* [Extract]:
We wish to bring the unfolding human rights catastrophe in Sudan to your urgent attention,
and
raise the possibility that your Pension Fund may be unwittingly empowering the regime directly
responsible for it.

Specifically, we wish to note the activities of Talisman Energy Inc. (Talisman) and China
National Petroleum Company (CNPC), the two principal sources of the regime’s revenue.
Talisman, listed on the New York Stock Exchange, has invested approximately $750 million in
the regime’s principal consortium for oil revenues, the Greater Nile Petroleum Operating Project
(“the Project”), and holds 25% of its shares. CNPC has invested $1.5-$2 billion in the Project,
and holds 40% of its shares.

* [Instruction A]: In the letter about Sudan, what share of the Greater Nile Petroleum Operating Project does Talisman hold?
* [Instruction B]: Go on with the letter about Sudan's oil revenues, picking up right after its last sentence.

* [Extracted data]:
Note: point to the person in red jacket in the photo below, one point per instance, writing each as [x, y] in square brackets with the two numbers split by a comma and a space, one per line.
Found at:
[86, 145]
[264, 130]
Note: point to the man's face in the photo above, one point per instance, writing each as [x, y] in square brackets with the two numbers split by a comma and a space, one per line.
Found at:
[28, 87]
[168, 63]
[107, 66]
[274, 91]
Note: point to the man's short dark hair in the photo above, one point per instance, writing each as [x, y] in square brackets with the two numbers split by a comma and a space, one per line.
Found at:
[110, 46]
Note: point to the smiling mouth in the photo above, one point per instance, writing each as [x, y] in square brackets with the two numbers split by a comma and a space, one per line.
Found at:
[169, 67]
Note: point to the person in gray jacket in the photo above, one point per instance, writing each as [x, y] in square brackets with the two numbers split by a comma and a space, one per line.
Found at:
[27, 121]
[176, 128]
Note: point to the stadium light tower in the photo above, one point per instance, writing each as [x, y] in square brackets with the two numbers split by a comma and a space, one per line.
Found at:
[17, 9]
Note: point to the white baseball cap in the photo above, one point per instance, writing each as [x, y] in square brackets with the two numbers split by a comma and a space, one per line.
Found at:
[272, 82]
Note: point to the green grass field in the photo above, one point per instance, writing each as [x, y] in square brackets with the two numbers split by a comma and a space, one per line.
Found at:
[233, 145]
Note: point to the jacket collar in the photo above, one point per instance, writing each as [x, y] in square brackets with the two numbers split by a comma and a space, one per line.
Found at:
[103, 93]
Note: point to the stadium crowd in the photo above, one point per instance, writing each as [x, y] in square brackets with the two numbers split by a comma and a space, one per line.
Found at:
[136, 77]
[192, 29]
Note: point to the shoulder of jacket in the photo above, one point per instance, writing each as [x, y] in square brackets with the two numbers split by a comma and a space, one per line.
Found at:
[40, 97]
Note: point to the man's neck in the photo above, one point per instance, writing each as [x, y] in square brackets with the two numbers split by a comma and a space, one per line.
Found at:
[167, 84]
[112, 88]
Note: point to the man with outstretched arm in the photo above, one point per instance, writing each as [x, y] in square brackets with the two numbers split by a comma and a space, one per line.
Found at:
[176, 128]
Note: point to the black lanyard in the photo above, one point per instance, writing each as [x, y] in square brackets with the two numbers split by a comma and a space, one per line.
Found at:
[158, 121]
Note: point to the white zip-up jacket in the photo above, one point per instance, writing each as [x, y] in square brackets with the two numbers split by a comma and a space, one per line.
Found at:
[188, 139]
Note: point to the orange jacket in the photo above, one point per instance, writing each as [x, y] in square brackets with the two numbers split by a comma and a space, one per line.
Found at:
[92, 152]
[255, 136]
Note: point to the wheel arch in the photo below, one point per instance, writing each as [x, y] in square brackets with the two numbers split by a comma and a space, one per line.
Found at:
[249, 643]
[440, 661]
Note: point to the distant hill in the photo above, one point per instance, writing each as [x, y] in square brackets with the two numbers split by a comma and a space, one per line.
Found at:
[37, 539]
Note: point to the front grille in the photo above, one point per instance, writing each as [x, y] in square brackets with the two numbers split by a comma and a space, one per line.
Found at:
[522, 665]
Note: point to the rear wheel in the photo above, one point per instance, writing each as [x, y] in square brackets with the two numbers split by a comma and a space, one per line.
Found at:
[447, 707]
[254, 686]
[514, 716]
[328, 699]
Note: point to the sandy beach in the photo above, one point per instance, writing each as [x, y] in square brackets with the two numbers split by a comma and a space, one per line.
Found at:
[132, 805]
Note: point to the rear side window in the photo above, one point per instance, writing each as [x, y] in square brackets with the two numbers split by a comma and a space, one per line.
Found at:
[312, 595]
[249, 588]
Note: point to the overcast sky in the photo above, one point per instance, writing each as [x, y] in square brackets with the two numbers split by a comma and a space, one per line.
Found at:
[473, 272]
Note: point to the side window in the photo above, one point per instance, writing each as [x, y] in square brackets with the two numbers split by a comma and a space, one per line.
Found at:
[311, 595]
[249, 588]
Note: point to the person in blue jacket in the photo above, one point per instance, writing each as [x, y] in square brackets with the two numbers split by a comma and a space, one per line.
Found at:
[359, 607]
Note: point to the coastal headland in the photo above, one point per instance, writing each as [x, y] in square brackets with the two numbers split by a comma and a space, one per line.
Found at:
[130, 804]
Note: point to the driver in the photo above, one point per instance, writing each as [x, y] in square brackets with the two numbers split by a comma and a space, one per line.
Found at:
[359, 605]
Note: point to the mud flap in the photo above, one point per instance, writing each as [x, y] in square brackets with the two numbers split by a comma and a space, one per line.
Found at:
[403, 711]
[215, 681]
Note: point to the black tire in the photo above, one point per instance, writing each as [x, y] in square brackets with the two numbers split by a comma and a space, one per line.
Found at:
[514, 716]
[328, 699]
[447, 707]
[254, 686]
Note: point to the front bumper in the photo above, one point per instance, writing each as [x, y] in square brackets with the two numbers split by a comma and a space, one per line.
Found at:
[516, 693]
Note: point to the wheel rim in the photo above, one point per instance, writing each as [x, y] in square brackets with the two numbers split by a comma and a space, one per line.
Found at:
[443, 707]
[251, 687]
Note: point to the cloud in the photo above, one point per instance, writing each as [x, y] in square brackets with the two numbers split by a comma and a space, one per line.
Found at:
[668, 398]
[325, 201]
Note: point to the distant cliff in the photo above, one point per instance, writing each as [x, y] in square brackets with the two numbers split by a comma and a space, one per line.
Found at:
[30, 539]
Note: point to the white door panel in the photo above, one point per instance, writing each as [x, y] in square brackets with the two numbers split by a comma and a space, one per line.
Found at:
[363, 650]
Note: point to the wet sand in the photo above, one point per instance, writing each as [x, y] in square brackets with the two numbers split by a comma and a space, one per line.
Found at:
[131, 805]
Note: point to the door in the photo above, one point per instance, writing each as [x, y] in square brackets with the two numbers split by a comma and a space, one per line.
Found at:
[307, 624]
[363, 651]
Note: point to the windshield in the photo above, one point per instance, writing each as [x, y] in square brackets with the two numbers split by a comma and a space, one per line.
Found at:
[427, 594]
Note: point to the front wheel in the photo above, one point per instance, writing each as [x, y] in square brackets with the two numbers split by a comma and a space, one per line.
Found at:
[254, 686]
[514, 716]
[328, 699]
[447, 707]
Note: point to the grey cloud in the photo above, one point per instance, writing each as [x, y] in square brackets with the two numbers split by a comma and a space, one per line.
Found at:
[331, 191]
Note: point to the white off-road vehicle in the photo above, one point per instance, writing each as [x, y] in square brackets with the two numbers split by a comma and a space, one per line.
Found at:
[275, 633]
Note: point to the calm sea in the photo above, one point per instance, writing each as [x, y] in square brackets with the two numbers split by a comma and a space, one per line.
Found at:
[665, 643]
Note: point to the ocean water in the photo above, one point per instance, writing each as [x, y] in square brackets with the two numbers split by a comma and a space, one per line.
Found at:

* [Response A]: Talisman holds 25% of the Project's shares.

* [Response B]:
Oil revenues have insulated the Khartoum regime from international pressure to negotiate a
just
peace. Furthermore, regime officials have explicitly acknowledged that these oil revenues have
been — and will increasingly be — dedicated to prosecuting its side of the conflict. In addition,
just weeks ago international journalists observed Khartoum’s Antonov bombers using
Talisman’s civilian airstrip. The U.S. House of Representatives, Nobel Laureate Elie Wiesel, and
the East African Catholic Bishops Conference have all recently denounced the regime’s military
operations in south and central Sudan as “genocide.” The State Department has recently declared
the regime responsible for “egregious” religious persecution.

As an expression of our view of present conditions in Sudan and the activities of Talisman
and
CNPC, we enclose the letter sent to President Clinton on December 9 by more than two hundred
religious and civic leaders. We further enclose the powerful attachment to that letter, the
Washington Post editorial of November 15, as
well as a letter from Representative Frank Wolf
(R-VA) to Securities and Exchange Commission Chairman Arthur Levitt regarding the CNPC
plan to list on the New York Stock Exchange. We also enclose a recent Wall Street Journal
Asia

article which describes CNPC’s efforts to restructure its prospective listing and enter the U.S.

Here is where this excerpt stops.